What you have to do: Copy nothing but the lines below running from the line containing "target = man in grey jacket" through the line containing "sample = <point>432,76</point>", both end lines included.

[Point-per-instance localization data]
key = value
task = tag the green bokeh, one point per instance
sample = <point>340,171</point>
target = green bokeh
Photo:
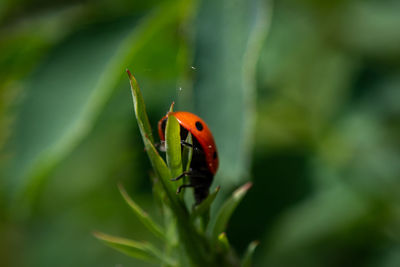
<point>302,97</point>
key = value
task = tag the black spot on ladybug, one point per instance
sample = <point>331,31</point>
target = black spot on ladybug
<point>199,126</point>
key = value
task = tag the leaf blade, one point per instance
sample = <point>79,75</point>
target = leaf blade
<point>173,146</point>
<point>142,215</point>
<point>227,209</point>
<point>248,256</point>
<point>140,250</point>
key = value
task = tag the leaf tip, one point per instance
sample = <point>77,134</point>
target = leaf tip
<point>171,108</point>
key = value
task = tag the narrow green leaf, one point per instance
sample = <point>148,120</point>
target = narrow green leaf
<point>142,215</point>
<point>227,209</point>
<point>225,93</point>
<point>139,250</point>
<point>202,210</point>
<point>248,256</point>
<point>140,109</point>
<point>173,146</point>
<point>223,242</point>
<point>187,153</point>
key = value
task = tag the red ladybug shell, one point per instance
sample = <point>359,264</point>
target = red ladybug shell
<point>191,122</point>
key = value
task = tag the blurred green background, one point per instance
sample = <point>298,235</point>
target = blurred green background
<point>303,97</point>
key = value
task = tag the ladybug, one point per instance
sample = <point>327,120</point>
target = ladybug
<point>204,162</point>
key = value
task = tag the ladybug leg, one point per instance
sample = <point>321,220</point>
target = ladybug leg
<point>181,176</point>
<point>183,186</point>
<point>160,146</point>
<point>195,149</point>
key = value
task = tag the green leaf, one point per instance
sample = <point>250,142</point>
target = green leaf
<point>203,209</point>
<point>140,109</point>
<point>225,93</point>
<point>140,250</point>
<point>248,255</point>
<point>223,242</point>
<point>142,215</point>
<point>65,98</point>
<point>225,212</point>
<point>173,146</point>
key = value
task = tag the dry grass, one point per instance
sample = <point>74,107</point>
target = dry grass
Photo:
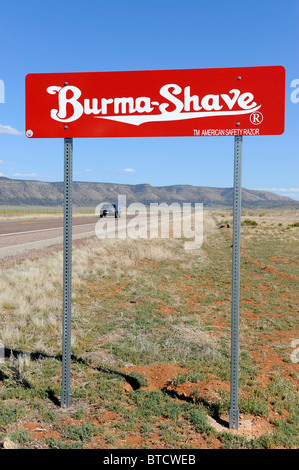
<point>145,303</point>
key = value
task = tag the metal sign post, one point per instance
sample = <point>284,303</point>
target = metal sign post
<point>67,276</point>
<point>234,410</point>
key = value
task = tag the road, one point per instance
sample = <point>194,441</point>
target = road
<point>20,236</point>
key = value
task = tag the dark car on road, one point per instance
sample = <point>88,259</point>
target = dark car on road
<point>110,210</point>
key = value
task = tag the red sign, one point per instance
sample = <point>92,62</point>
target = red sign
<point>196,102</point>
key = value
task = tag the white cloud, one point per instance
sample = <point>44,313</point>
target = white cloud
<point>124,170</point>
<point>25,175</point>
<point>2,162</point>
<point>9,130</point>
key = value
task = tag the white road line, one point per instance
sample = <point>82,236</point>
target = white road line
<point>41,230</point>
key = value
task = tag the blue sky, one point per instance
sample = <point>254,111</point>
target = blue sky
<point>95,35</point>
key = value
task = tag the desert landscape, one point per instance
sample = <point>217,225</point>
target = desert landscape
<point>151,341</point>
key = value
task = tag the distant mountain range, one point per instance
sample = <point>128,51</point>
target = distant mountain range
<point>39,193</point>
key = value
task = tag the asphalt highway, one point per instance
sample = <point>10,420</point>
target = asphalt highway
<point>19,236</point>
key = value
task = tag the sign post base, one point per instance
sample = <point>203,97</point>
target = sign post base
<point>66,394</point>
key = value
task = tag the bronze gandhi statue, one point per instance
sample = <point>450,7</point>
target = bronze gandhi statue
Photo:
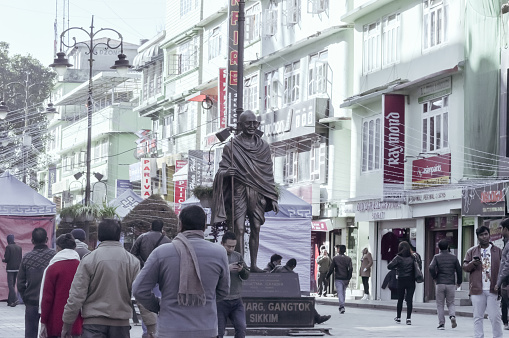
<point>248,160</point>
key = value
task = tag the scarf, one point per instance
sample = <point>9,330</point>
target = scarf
<point>191,292</point>
<point>62,255</point>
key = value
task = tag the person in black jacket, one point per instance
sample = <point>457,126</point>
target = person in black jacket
<point>404,264</point>
<point>13,259</point>
<point>445,269</point>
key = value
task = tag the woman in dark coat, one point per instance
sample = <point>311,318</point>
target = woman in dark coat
<point>404,264</point>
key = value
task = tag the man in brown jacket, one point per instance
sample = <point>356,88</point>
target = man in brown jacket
<point>483,262</point>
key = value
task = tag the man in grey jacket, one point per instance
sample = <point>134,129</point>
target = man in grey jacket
<point>445,269</point>
<point>231,306</point>
<point>192,274</point>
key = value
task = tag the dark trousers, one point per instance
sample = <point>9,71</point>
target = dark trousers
<point>11,282</point>
<point>365,282</point>
<point>233,309</point>
<point>406,289</point>
<point>105,331</point>
<point>322,283</point>
<point>32,317</point>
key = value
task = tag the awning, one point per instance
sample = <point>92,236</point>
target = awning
<point>321,225</point>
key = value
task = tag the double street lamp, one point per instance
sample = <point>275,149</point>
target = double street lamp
<point>61,63</point>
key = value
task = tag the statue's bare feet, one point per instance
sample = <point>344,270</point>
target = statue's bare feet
<point>256,269</point>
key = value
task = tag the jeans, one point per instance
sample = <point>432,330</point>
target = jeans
<point>341,289</point>
<point>365,283</point>
<point>105,331</point>
<point>11,282</point>
<point>233,309</point>
<point>406,289</point>
<point>32,317</point>
<point>445,292</point>
<point>322,283</point>
<point>486,302</point>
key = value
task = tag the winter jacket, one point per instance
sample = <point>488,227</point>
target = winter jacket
<point>31,271</point>
<point>404,265</point>
<point>146,243</point>
<point>475,284</point>
<point>366,263</point>
<point>444,266</point>
<point>57,284</point>
<point>342,268</point>
<point>324,263</point>
<point>102,287</point>
<point>12,257</point>
<point>163,267</point>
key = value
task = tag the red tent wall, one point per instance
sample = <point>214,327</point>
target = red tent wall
<point>21,227</point>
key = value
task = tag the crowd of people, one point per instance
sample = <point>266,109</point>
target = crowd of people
<point>190,287</point>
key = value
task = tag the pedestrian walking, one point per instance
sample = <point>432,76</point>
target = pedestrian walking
<point>30,278</point>
<point>365,271</point>
<point>231,306</point>
<point>445,269</point>
<point>404,264</point>
<point>101,289</point>
<point>483,263</point>
<point>275,260</point>
<point>55,286</point>
<point>342,268</point>
<point>12,257</point>
<point>192,273</point>
<point>323,261</point>
<point>80,238</point>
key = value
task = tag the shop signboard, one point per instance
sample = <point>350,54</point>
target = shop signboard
<point>486,201</point>
<point>393,145</point>
<point>431,171</point>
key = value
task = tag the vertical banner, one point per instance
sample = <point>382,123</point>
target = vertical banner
<point>393,145</point>
<point>222,98</point>
<point>233,61</point>
<point>146,179</point>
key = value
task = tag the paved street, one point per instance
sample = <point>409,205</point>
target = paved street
<point>356,322</point>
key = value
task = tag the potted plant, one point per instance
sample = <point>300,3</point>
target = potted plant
<point>204,194</point>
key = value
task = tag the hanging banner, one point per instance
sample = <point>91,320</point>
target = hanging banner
<point>393,145</point>
<point>222,98</point>
<point>233,61</point>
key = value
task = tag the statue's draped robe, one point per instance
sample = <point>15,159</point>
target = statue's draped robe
<point>254,165</point>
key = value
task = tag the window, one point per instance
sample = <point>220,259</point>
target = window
<point>318,67</point>
<point>390,37</point>
<point>272,90</point>
<point>371,48</point>
<point>290,173</point>
<point>371,143</point>
<point>252,27</point>
<point>435,124</point>
<point>251,93</point>
<point>434,23</point>
<point>215,43</point>
<point>185,58</point>
<point>292,83</point>
<point>187,5</point>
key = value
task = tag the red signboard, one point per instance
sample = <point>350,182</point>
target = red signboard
<point>431,171</point>
<point>222,97</point>
<point>394,139</point>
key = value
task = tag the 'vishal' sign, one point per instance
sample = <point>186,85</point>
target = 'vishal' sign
<point>394,141</point>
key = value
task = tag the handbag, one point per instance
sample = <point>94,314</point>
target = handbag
<point>418,276</point>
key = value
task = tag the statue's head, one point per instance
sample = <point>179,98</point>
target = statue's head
<point>248,122</point>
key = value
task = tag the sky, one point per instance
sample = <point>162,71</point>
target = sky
<point>28,25</point>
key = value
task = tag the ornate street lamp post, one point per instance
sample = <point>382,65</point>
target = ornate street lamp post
<point>61,63</point>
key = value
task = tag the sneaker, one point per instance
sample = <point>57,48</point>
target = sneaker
<point>323,319</point>
<point>453,322</point>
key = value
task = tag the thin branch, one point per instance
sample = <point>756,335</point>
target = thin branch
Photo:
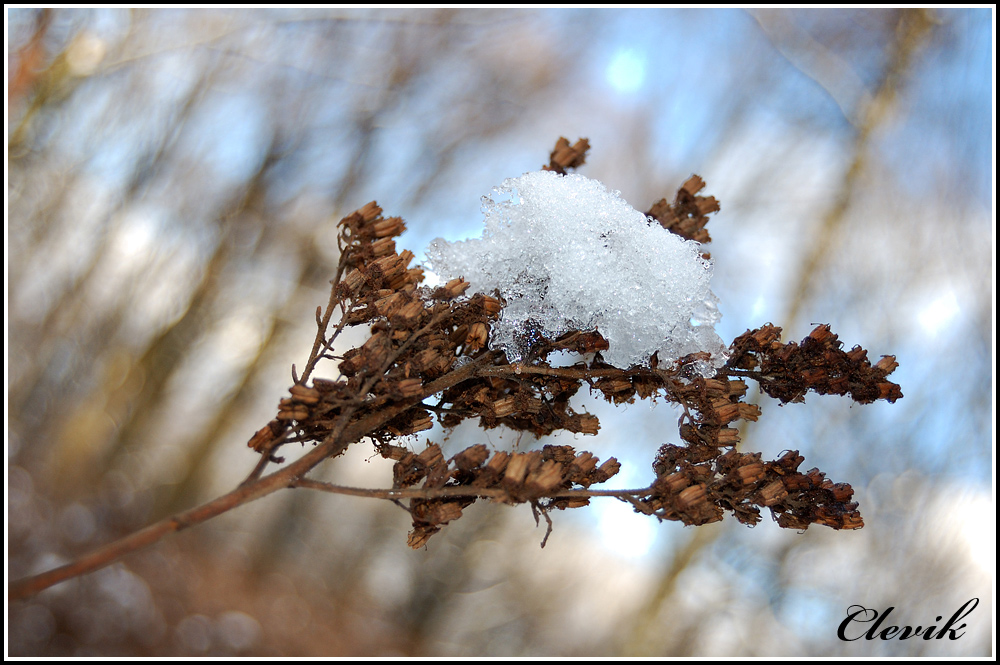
<point>461,491</point>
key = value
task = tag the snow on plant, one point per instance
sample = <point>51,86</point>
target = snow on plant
<point>567,254</point>
<point>578,270</point>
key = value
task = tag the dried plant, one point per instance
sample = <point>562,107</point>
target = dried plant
<point>429,356</point>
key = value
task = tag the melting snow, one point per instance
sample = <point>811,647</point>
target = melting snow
<point>566,253</point>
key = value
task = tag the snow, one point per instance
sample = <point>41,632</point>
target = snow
<point>566,253</point>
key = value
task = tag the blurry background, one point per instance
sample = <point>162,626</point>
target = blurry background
<point>174,182</point>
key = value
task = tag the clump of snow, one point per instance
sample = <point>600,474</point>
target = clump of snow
<point>565,253</point>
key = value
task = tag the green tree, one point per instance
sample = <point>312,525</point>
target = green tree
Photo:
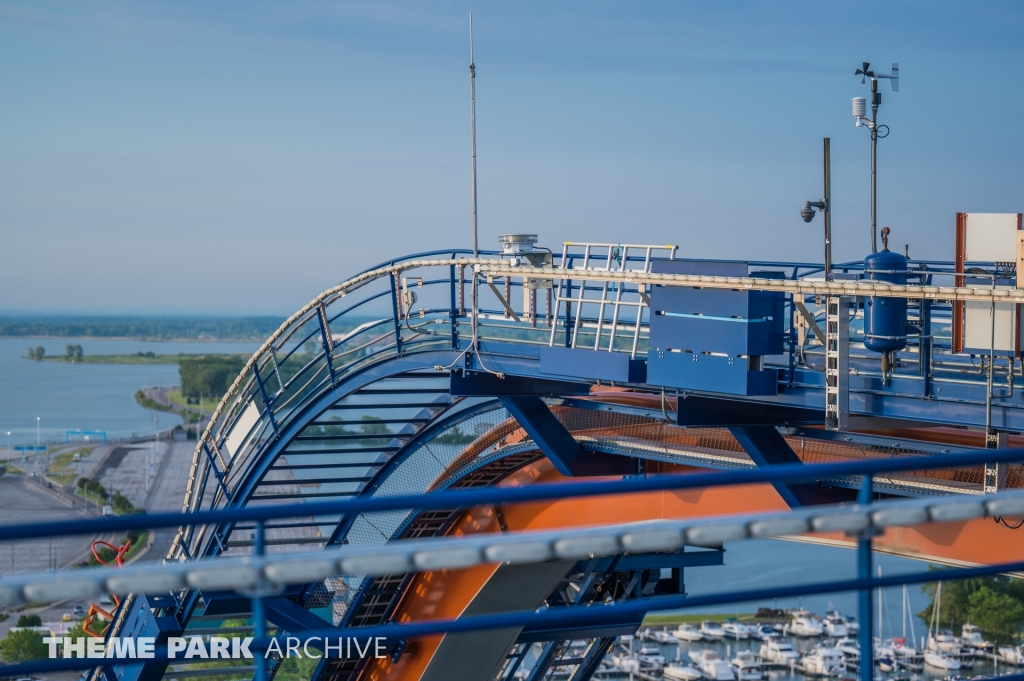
<point>23,645</point>
<point>955,602</point>
<point>998,614</point>
<point>208,377</point>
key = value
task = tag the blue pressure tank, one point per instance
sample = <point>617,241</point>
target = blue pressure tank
<point>885,318</point>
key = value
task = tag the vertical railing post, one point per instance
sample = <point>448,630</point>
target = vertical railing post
<point>454,313</point>
<point>259,614</point>
<point>864,594</point>
<point>395,307</point>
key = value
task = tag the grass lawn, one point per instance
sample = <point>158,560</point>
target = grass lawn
<point>61,468</point>
<point>92,498</point>
<point>68,458</point>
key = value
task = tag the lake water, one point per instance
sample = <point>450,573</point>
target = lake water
<point>86,396</point>
<point>765,563</point>
<point>101,397</point>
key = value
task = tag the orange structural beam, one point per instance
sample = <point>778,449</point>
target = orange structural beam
<point>448,593</point>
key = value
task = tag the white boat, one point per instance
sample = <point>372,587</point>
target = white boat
<point>748,667</point>
<point>736,630</point>
<point>971,637</point>
<point>625,662</point>
<point>822,661</point>
<point>650,655</point>
<point>940,661</point>
<point>682,672</point>
<point>943,641</point>
<point>713,667</point>
<point>663,636</point>
<point>849,647</point>
<point>711,629</point>
<point>836,626</point>
<point>838,621</point>
<point>806,624</point>
<point>896,648</point>
<point>688,633</point>
<point>779,651</point>
<point>1012,654</point>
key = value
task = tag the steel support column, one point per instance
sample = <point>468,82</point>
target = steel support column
<point>767,448</point>
<point>558,444</point>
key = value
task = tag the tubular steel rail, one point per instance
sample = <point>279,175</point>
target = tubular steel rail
<point>352,387</point>
<point>247,576</point>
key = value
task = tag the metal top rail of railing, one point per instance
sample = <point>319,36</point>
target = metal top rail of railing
<point>281,377</point>
<point>861,519</point>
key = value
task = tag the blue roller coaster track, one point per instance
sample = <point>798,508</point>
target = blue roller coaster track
<point>388,408</point>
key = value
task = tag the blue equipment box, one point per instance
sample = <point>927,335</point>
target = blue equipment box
<point>713,340</point>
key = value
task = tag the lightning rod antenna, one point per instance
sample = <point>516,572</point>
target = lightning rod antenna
<point>472,126</point>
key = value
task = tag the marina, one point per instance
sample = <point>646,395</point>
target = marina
<point>717,377</point>
<point>657,652</point>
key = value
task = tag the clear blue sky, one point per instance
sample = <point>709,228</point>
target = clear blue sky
<point>241,157</point>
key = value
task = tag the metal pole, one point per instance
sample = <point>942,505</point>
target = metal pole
<point>990,440</point>
<point>259,616</point>
<point>472,126</point>
<point>827,178</point>
<point>876,100</point>
<point>864,595</point>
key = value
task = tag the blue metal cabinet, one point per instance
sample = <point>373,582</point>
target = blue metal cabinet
<point>713,340</point>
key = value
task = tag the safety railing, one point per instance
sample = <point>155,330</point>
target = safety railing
<point>260,576</point>
<point>421,304</point>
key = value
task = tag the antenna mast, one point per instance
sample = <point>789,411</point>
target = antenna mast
<point>472,126</point>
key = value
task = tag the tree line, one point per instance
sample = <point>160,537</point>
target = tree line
<point>994,604</point>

Your solution:
target = man in grey jacket
<point>445,269</point>
<point>231,306</point>
<point>192,274</point>
key = value
task = tag the dark trousers, one point per instance
sample = <point>9,71</point>
target = dark trousers
<point>11,282</point>
<point>365,282</point>
<point>233,309</point>
<point>406,289</point>
<point>105,331</point>
<point>322,283</point>
<point>32,317</point>
key = value
task = tag the awning, one point per instance
sample = <point>92,236</point>
target = awning
<point>321,225</point>
key = value
task = tag the double street lamp, one point per instance
sample = <point>275,149</point>
target = double street lamp
<point>61,63</point>
key = value
task = tag the statue's bare feet, one point per instance
sample = <point>344,270</point>
target = statue's bare feet
<point>256,269</point>
key = value
task = tag the jeans, one point per instance
sample = <point>432,330</point>
target = jeans
<point>341,289</point>
<point>365,283</point>
<point>105,331</point>
<point>11,282</point>
<point>233,309</point>
<point>406,289</point>
<point>32,317</point>
<point>445,292</point>
<point>322,283</point>
<point>486,302</point>
key = value
task = tag the winter jacket, one point per instance
sample = <point>488,227</point>
target = winter jacket
<point>31,271</point>
<point>404,265</point>
<point>146,243</point>
<point>475,284</point>
<point>366,263</point>
<point>444,266</point>
<point>57,284</point>
<point>342,268</point>
<point>324,263</point>
<point>102,287</point>
<point>12,257</point>
<point>163,267</point>
key = value
task = tag the red tent wall, one point per instance
sample = <point>214,327</point>
target = red tent wall
<point>21,227</point>
key = value
task = tag the crowd of people, one point per instance
sample = <point>266,109</point>
target = crowd of people
<point>190,287</point>
key = value
task = tag the pedestrian walking, one point per instance
sample = <point>432,76</point>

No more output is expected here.